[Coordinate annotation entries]
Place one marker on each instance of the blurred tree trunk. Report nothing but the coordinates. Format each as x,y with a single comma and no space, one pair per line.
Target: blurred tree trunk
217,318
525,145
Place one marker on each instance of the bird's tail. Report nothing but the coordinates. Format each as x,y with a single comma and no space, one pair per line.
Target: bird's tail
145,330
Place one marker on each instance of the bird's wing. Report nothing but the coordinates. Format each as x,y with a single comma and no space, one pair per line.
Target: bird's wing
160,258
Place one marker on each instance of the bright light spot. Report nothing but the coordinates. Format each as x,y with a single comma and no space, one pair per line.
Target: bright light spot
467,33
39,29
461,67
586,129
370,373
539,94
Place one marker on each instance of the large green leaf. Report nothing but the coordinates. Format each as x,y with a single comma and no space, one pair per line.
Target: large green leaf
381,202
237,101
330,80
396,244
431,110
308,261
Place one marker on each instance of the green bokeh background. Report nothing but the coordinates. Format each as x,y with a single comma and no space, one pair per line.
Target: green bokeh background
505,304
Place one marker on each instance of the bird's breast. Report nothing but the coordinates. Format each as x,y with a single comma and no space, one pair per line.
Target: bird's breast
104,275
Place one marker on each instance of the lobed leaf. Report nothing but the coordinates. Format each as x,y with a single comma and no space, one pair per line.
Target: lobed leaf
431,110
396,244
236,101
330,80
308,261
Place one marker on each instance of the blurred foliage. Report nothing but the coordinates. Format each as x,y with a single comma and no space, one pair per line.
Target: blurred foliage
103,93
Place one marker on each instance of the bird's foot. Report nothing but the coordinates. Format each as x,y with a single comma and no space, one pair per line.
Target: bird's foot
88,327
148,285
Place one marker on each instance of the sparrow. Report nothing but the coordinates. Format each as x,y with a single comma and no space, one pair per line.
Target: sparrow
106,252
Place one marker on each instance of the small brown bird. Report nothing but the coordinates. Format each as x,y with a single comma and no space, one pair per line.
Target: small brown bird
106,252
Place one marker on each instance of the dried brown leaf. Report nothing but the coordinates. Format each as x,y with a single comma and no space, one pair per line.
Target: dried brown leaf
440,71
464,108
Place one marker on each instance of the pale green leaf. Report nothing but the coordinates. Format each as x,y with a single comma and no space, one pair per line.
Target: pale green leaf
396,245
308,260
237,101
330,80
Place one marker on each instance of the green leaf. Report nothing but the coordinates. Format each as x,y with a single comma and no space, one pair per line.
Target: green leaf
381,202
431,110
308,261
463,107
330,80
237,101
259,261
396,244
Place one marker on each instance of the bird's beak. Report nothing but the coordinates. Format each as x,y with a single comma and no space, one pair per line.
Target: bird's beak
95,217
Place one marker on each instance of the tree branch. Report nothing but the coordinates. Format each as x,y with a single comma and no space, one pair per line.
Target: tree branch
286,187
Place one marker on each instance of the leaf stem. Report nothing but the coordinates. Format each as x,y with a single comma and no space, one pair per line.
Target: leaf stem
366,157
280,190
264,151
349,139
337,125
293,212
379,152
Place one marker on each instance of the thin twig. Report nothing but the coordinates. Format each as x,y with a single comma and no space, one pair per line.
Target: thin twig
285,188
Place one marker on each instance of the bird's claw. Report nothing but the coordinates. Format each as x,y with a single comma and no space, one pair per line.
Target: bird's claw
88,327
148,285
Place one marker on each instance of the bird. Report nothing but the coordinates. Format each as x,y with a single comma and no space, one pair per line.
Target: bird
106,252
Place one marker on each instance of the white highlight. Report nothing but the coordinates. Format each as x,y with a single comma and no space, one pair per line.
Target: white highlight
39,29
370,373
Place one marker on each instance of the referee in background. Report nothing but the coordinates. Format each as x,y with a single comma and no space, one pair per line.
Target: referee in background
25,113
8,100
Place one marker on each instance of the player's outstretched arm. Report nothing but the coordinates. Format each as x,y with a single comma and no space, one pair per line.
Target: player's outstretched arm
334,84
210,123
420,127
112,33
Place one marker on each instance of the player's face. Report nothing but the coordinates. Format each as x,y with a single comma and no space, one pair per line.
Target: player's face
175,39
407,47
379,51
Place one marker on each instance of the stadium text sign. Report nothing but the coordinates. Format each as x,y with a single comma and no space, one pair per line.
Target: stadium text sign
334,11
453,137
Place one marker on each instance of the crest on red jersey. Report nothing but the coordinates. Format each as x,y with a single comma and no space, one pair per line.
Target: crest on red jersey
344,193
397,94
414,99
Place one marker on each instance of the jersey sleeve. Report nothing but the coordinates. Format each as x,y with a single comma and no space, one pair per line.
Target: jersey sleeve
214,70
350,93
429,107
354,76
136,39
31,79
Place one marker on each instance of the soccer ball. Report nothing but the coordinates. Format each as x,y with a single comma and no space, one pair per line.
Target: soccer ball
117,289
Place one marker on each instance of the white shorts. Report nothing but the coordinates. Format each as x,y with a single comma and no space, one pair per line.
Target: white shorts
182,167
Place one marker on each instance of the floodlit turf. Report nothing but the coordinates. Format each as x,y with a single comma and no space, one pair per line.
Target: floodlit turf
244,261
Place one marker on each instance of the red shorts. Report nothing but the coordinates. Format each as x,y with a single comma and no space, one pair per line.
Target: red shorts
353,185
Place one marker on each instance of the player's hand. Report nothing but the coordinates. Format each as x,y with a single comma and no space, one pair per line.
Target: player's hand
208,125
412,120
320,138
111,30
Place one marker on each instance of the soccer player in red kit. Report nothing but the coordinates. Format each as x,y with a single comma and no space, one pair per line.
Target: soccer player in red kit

__Goal__. Nothing in the listing may be changed; retype it all exactly.

__Complete response__.
Place one marker on each instance of the blurred tree trunk. Report nothing but the coordinates. Format each as x,y with a single comma and no space, one pair per line.
Target: blurred tree trunk
217,318
525,145
Place one marker on each instance of the bird's tail. Report nothing but the coordinates. Format each as x,y with a single comma and no space, one pair per line.
Target: bird's tail
145,330
Place one marker on each instance of the bird's wing. Report nothing but the coordinates. Format each as x,y with a single comma and no space, one pair per line.
Target: bird's wing
160,258
Place one marker on each instance of the bright light spot. Report nothing but the coordinates. Format each as x,y with a single comma and no space, one pair per line.
Target: bright light spot
467,33
39,29
461,67
586,129
370,373
539,94
Place one marker on each instance of the large green leaf. Report nothing but the coordinates. Format each as x,y with a single comma and no space, one pair per line.
Target: large green leaf
381,202
237,101
330,80
396,244
431,110
308,261
Place one marker on each instance of the green bokeh background. Report nothing but the coordinates. Format each as x,y with a single comma and no space, one pair per line.
Target: green bokeh background
505,304
Place one marker on each instance of the bird's breast. Report nothing but the coordinates. Format each as x,y with a single comma and no space, one pair per line.
Target: bird's breast
104,275
Place one marker on each instance of the lobed leaf. Report nothing but the coordinates. Format each as x,y with a single comma and no space, one pair per line.
Target: lobed leaf
431,110
396,244
236,101
330,80
308,261
Place one marker on each instance of the blurred foliage. Report nothing but the coordinates. Format each as x,y with a single comma and no space, one pair per line.
Target: blurred foliage
103,93
Place one marker on each instance of the bird's foot. Report nothing but the coordinates. Format each as x,y with a single comma and no space, one pair per line.
Target: bird's foot
88,327
148,285
Place one marker on each instance of the sparrow. Report nothing but the coordinates. Format each as x,y with a single comma and no space, one pair per line.
Target: sparrow
106,252
Place one marker on each instance of the small brown bird. Report nothing but the coordinates. Format each as x,y with a single comma and no space, one pair per line.
Target: small brown bird
106,252
Place one marker on each instance of the dried brown leaf. Report nothing but the coordinates. Format each as x,y with a single comma and no space, one pair per line.
Target: dried brown leaf
440,71
464,108
Place one marker on each instance of the pale green leaf. Report nothing but the coordinates. Format each as x,y with a single comma and no space, one pair per line.
Target: pale green leaf
396,245
308,260
237,101
330,80
Place one marker on each instance of the green leaf. Report nothing but the coordinates. Format each as x,y with a single comma and no space, one pair per line.
Target: green leaf
381,202
431,110
308,261
463,107
330,80
237,101
259,261
396,244
Place one marker on each instance of the bird's beak. Report nothing but the coordinates. Format each as x,y with a single comma and no space, one pair per line.
Target: bird's beak
95,217
Place one marker on each instance of the tree branch. Report nothing but the coordinates. Format each as x,y with a single comma and no space, one pair per line.
Target: tree branch
286,187
Place one marker on each instance of the leaf stem. Report nothing but the coordinates. Format each as x,y with a single comma and no space, one pair per line.
Target: leaf stem
366,157
280,190
264,151
349,139
337,125
293,212
379,152
Place one marker on each instance of the thin twig. Report nothing but the coordinates. Format each as x,y with a single comma and no space, one pair per line.
Target: thin twig
285,188
Place one marker on each instance of the bird's claw. Report nothing but the coordinates. Format each as x,y with a single comma and no space, one pair per line.
Target: bird's claw
88,327
148,285
Place one marker on each instance of the bird. Report nothing but the coordinates. Format each as x,y with a single comma and no space, one pair per line.
Target: bird
106,252
Place one marker on each instance of the white highlight. Report nothing but the coordinates. Format each as x,y with a single comma and no space, one pair per line.
Target: white highlight
39,29
370,373
Place one marker on each instance of the referee in background. Report nothing but the coordinates. Format each as x,y with a single comma and no space, one pair per line.
Target: referee in background
25,113
8,100
Place one marker on each instance of the player's outstretched arm. Report nothing but the coordinates. Format each as x,y with a single comma and no space, one pair per line.
Target: player's outstretched arm
334,84
210,123
420,127
112,33
Place one marker on each instance of the player's face. Report nothing but the coordinates. Format each as x,y with a single comma and no space, one pair per line.
Target: player's face
175,39
407,47
379,51
Place one marker on each instance of the stadium text sign. Report nothing but the coordinates. Format each as x,y with a single comma and no space, one pair per line.
Target: stadium text sign
334,11
453,137
Place one marker on each instance of the crest on red jersey. Report nothing but the coordinates. Format each as x,y with a single comma and no space, one pair per line.
Target: crest on red jersey
344,193
397,94
414,99
Place one marker on each instance of the jersey sleeve. Report nothing but the coordinates. Format each as x,y with a single comma and no space, one pair per line.
Target: jersey sleeve
214,70
350,93
429,107
354,76
136,39
31,79
Place one marker on each instance of the soccer ball. Report nothing but the coordinates. Format each as x,y with a single comma and no space, one pair per line.
Target: soccer ball
117,289
Place one marker on each instance of the white shorts. Report nothing but the coordinates. Format each as x,y with a single comma and no space, one pair per line.
Target: white shorts
182,167
Place one marker on each instance of the floodlit turf. Report nothing but the coordinates. Format each as x,y with a single comma and no space, one pair per line.
Target: floodlit turf
244,261
Place one marker on each instance of the red shorts. Report nothing but the coordinates. Format each as x,y with a single comma and no space, one pair per line.
Target: red shorts
353,185
Place one marker on each instance of the player's hand. Report nothing but the coordinates. Format each as x,y with a single comma and no space, one pair per line.
Target: player's hand
208,125
412,120
320,138
111,30
Place one marker on each instance of the soccer player in red kit. Report nothing but the coordinates. Format each as x,y with a single comma and no space, one pair per line.
Target: soccer player in red kit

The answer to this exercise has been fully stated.